Page extract.
* * * * *
5-minute lesson
What should I never put into AI?
Quinn asks a practical question for work, home, and everyday AI use: “What should I remove before I paste this?”
Quinn asks
The question
“Can I use AI for this without sharing something I should keep private?”
Professor Tutus explains
Use the least sensitive version that still works.
AI tools are useful because they can work with context. But context can include names, addresses, customer details, medical information, finances, private conversations, company files, or details that belong to someone else.
The habit is simple: pause before you paste. Ask whether the AI really needs the real details, or whether it can help with a cleaned-up version of the problem.
You are not trying to be scared of AI. You are trying to be careful with information that would be hard to take back once it has been shared.
ASTUTE lens
Three checks before you paste.
What private, personal, or work-specific details are inside this prompt?
Do I know where this information may go, be stored, or be reviewed?
Would someone else be surprised or uncomfortable if I pasted this?
Safer prompt habits
Keep the shape. Remove the sensitive parts.
* * * * *
Input data.
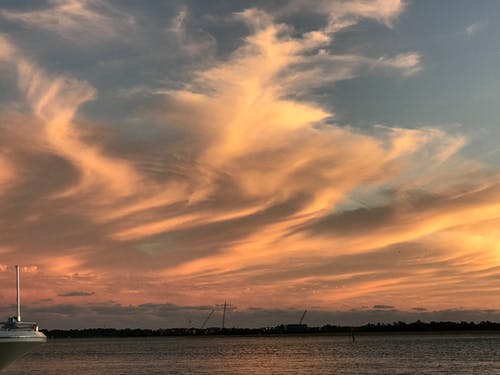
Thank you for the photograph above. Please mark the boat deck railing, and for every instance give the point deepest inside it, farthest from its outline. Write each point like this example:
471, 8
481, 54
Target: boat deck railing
12, 324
* * * * *
Tasks.
1 - In the AI privacy lesson, what simple habit does Professor Tutus recommend?
2 - List every kind of detail that, according to the AI privacy lesson, context can include.
3 - Continue the AI privacy lesson from the point where it stops.

Results by task.
1 - Pause before you paste.

2 -
- Names
- Addresses
- Customer details
- Medical information
- Finances
- Private conversations
- Company files
- Details that belong to someone else

3 -
Remove names, numbers, addresses, client details, and anything confidential. Ask about the structure or pattern instead.
Describe the decision you are trying to make without exposing someone else’s personal details.
Use a short fake example that keeps the shape of the problem but strips out real company, customer, or financial information.
Quinn studies
Use the “privacy pause.”
Before you paste, ask: “Could I get the same help with names, numbers, private details, and sensitive context removed?” If yes, use the safer version.
Quick check
Can Quinn pass the privacy pause?
Quinn passes
Safer AI starts before the prompt.
If the AI does not need the real details, do not give it the real details. Clean the prompt first, then use the tool.